SELECTED EXTRACT>
Content starts

4-year-old’s cause of death was not COVID, officials say
A 4-year-old Galveston County girl who died after testing positive for COVID-19 did not die of the virus, officials said.
Kali Cook of Bacliff died at home in early September after what her mother, Karra Harwood, said was a brief fever. Two days later, Galveston County health officials released a statement calling it “the county’s first Covid-related death in a child” younger than 10.
The agency has since revised its ruling, saying the preschooler died of “undetermined” causes, according to a copy of the official autopsy report obtained by Hearst Newspapers.
Medical examiners performed an X-ray and took tissue samples from Kali’s major organs, but could not pinpoint a cause of death.
“There was no indication of trauma, no indication of disease, nothing in the toxicology report,” John Florence, an investigator with the Galveston County Medical Examiner’s Office, said this week.
Medical examiners ruled out COVID-19 as a cause of death because the 4-yearold’s tissue samples were “unremarkable” and showed “no evidence of inflammation within the internal organs,” according to the report.
Kali had a medical history of seizures and frequent respiratory illnesses, the report said. In addition to COVID-19, she also tested positive for two viruses linked to the common cold.
Medical examiners found no evidence of heart defects or any other developmental abnormalities. Additionally, a full-body Xray did not uncover any broken bones, recent fractures
or traumatic injuries.

Content ends

APPLY WHAT YOU READ>
1. According to the article on the 4-year-old's cause of death, what cause did the revised ruling give for the preschooler's death?
2. Please copy, word for word, the stretch of the article from "Medical examiners performed" through "said this week.".

EXTRACTED MATERIAL>
Content starts

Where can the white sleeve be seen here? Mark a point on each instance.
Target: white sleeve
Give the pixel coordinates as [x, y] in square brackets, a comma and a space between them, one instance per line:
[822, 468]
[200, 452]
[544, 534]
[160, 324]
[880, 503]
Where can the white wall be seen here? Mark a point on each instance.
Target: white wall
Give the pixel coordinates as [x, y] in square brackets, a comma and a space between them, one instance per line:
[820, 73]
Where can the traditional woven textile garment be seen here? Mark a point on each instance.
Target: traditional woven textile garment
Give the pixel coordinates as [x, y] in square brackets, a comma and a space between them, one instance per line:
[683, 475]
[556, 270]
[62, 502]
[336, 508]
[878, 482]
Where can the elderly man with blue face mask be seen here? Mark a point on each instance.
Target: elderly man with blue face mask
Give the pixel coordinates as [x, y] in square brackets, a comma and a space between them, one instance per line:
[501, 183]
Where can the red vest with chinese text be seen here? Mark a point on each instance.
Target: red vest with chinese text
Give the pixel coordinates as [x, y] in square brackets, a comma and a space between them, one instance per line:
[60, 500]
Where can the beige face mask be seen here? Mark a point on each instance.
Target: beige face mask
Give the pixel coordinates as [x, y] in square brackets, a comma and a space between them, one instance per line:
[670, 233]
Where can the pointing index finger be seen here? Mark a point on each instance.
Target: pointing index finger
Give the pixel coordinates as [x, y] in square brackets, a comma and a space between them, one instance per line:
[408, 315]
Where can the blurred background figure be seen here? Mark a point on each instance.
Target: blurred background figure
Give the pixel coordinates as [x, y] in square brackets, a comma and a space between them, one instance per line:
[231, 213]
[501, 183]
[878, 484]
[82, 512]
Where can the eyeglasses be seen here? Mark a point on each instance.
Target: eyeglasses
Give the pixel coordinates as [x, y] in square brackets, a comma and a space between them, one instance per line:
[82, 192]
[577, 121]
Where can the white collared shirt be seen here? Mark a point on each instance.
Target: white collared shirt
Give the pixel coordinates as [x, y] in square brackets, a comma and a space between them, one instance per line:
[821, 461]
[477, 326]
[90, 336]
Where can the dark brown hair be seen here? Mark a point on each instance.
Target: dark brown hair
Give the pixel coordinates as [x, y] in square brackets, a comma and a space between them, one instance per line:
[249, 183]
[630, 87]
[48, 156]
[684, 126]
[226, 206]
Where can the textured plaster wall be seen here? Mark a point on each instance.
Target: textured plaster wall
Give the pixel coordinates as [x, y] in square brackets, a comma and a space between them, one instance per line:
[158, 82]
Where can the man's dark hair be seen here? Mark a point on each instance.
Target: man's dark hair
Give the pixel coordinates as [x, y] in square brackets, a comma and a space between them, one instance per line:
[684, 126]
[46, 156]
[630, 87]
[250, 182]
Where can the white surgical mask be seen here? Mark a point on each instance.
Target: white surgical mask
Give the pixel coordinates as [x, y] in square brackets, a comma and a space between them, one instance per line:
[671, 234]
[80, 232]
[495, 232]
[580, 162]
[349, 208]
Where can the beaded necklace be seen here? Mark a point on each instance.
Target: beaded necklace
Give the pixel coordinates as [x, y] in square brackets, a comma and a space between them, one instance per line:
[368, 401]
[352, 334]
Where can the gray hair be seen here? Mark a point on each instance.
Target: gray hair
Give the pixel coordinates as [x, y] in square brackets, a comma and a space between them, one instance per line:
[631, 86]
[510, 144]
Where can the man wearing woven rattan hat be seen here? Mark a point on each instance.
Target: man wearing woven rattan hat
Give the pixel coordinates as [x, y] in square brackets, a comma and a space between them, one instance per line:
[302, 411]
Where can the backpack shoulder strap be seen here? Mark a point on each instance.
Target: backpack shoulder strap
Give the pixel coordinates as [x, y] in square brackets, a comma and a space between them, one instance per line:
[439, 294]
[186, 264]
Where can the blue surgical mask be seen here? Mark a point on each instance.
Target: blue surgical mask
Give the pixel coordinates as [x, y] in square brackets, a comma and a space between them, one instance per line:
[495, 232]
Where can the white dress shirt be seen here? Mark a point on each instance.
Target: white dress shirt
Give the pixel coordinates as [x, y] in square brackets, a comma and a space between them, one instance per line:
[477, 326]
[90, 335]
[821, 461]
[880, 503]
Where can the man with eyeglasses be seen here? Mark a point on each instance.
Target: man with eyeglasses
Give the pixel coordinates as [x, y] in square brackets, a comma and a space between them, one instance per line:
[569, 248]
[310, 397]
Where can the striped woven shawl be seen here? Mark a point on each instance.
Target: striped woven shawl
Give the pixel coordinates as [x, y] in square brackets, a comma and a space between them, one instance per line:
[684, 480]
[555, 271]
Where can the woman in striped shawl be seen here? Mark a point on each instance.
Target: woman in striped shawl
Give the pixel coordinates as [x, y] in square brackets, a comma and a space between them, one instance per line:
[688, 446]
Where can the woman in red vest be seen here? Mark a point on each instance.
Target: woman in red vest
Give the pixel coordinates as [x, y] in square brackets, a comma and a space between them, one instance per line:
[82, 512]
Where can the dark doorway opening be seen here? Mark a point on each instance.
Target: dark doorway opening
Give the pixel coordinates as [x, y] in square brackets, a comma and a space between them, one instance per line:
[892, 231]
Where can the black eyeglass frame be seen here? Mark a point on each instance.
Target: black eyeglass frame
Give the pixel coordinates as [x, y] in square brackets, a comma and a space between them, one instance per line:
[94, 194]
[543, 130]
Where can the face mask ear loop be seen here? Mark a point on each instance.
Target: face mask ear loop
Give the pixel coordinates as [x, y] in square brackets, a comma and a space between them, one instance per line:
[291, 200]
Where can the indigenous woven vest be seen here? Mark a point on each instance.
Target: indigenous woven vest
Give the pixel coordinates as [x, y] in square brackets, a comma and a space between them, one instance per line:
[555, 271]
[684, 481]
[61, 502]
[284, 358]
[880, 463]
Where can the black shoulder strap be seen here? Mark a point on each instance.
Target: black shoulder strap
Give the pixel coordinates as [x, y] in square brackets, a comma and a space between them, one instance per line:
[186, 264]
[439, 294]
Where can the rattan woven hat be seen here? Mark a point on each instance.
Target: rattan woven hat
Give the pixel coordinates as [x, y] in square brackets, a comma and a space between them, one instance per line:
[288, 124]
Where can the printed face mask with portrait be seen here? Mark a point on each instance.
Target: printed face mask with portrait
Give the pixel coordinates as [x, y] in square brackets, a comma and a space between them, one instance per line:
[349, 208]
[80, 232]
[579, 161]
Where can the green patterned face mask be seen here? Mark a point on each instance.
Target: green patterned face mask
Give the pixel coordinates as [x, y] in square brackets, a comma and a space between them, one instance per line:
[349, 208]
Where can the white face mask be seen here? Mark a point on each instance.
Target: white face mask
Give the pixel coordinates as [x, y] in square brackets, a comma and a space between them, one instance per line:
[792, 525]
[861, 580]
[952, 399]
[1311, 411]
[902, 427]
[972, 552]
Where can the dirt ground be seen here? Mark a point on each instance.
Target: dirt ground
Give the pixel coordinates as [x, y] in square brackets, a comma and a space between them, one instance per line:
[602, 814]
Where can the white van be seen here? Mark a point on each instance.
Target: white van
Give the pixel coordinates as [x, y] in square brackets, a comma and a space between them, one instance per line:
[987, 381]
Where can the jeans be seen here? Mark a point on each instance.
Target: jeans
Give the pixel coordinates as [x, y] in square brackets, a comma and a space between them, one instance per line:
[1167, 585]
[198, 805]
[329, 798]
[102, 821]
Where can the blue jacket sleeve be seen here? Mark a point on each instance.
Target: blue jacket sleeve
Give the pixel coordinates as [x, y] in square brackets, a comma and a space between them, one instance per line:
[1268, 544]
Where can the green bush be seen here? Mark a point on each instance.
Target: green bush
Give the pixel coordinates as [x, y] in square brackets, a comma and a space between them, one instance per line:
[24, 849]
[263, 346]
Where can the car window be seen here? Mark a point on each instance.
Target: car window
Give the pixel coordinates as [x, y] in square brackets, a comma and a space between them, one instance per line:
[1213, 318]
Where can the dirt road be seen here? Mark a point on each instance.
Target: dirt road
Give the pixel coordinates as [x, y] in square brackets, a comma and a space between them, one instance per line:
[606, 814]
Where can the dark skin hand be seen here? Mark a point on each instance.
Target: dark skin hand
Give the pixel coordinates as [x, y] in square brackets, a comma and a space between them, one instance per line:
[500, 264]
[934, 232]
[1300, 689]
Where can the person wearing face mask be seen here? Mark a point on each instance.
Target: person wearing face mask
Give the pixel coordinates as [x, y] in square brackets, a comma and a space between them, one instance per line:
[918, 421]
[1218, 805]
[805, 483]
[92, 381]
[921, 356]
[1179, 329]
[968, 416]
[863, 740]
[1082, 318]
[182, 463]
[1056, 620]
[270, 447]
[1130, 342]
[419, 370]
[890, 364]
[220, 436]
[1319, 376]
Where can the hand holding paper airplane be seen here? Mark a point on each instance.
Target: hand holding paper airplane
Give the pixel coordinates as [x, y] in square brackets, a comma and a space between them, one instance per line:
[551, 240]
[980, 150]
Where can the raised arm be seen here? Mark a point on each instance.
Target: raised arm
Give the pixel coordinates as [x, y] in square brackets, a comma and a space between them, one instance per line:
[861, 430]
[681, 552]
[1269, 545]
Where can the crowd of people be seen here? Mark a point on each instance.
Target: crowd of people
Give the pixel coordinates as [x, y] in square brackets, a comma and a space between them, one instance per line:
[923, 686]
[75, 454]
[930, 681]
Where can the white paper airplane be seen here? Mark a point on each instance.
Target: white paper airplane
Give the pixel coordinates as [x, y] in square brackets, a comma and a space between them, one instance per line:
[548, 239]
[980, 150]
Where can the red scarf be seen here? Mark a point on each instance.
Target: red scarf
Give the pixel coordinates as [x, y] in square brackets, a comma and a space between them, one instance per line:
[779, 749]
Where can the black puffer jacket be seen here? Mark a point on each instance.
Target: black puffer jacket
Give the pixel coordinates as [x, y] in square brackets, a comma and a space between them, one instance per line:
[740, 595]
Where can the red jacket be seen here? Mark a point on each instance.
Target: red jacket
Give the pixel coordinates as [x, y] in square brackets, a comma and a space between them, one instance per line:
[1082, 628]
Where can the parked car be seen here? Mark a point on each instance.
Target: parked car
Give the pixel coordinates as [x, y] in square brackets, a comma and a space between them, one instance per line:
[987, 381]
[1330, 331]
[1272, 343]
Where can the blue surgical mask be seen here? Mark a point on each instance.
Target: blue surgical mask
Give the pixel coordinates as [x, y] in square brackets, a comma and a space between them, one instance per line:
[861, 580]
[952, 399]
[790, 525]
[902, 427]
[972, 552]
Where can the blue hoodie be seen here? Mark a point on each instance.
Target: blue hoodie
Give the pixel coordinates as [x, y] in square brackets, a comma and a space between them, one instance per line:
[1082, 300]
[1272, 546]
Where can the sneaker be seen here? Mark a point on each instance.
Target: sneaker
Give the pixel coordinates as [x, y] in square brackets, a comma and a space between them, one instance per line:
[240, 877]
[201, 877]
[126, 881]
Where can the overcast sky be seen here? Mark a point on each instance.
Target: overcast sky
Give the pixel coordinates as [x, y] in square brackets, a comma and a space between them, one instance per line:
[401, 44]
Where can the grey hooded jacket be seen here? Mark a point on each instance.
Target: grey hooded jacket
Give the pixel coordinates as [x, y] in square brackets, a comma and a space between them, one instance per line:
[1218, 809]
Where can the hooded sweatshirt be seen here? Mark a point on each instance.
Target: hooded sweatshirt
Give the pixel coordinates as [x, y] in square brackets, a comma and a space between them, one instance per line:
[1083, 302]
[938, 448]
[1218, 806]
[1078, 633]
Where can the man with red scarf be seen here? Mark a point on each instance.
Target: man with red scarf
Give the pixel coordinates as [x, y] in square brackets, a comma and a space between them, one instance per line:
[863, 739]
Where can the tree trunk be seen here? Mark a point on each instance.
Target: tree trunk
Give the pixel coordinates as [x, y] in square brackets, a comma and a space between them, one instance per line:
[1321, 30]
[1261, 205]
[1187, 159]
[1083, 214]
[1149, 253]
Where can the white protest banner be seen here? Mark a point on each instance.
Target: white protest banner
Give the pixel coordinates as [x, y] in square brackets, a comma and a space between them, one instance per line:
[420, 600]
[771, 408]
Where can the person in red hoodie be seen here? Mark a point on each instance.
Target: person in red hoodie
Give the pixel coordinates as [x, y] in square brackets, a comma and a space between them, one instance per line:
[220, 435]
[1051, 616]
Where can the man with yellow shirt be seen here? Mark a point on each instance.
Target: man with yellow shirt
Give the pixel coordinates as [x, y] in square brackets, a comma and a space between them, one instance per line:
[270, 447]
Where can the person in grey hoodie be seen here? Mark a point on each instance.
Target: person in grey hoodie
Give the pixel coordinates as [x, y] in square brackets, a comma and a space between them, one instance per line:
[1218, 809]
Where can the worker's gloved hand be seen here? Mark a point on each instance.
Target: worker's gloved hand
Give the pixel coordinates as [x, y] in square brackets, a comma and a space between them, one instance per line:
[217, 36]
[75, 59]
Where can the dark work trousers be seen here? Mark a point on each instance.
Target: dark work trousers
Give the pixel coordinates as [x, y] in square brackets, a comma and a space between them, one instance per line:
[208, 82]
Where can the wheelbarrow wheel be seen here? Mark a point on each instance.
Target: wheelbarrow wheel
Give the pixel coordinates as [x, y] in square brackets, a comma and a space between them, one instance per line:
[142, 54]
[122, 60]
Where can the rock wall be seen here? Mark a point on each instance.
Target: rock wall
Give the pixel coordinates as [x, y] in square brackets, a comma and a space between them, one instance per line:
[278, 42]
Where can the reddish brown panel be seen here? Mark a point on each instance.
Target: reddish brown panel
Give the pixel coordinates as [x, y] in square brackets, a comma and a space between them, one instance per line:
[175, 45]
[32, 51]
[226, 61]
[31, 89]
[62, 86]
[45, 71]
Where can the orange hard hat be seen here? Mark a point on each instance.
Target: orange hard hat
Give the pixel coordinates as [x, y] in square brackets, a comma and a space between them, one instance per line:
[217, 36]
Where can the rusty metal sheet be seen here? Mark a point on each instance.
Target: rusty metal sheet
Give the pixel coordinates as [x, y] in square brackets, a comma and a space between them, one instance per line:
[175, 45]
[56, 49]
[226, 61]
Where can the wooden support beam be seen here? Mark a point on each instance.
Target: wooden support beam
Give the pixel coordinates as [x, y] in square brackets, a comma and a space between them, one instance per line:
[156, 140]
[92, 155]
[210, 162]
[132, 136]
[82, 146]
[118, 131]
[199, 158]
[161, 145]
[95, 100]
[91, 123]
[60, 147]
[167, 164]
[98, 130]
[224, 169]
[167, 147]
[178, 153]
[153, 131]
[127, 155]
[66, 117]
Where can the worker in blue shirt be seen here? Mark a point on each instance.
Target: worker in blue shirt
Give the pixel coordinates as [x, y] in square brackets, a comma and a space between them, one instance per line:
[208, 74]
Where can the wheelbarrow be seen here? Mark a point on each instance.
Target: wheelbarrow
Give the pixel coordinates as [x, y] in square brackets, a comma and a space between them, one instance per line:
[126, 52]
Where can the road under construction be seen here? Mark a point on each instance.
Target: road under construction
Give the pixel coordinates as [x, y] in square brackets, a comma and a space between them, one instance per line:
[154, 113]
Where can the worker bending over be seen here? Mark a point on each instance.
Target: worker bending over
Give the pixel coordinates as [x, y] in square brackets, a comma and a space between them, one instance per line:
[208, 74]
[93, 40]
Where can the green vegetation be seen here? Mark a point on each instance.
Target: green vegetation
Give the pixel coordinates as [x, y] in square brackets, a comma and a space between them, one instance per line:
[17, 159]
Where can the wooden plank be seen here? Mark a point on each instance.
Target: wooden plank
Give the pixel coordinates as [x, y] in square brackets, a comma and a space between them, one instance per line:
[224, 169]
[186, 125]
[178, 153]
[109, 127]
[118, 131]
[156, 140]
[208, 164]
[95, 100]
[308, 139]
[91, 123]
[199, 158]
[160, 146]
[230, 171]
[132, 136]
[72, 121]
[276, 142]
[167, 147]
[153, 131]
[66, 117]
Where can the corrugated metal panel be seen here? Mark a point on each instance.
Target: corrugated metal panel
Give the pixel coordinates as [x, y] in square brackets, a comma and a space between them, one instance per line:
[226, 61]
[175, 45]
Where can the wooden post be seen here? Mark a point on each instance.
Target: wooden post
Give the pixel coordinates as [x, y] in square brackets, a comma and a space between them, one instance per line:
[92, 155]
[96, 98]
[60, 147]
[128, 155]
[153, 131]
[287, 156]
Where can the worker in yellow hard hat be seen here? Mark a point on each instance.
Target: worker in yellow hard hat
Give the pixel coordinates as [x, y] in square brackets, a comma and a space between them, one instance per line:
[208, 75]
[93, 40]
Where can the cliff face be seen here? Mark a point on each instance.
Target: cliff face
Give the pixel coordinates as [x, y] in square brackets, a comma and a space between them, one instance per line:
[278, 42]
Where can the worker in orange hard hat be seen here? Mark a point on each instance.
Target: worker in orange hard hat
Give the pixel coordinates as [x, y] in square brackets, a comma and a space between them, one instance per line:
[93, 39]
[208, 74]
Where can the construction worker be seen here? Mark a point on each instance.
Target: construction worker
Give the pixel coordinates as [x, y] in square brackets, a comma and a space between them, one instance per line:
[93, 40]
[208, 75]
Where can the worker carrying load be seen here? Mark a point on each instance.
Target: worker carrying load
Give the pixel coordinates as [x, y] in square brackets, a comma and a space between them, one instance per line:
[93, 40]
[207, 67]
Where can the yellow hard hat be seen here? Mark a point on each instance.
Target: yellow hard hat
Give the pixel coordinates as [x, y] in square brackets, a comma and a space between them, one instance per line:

Content ends

ANSWERS>
1. The revised ruling said she died of "undetermined" causes.

2.
Medical examiners performed an X-ray and took tissue samples from Kali’s major organs, but could not pinpoint a cause of death.
“There was no indication of trauma, no indication of disease, nothing in the toxicology report,” John Florence, an investigator with the Galveston County Medical Examiner’s Office, said this week.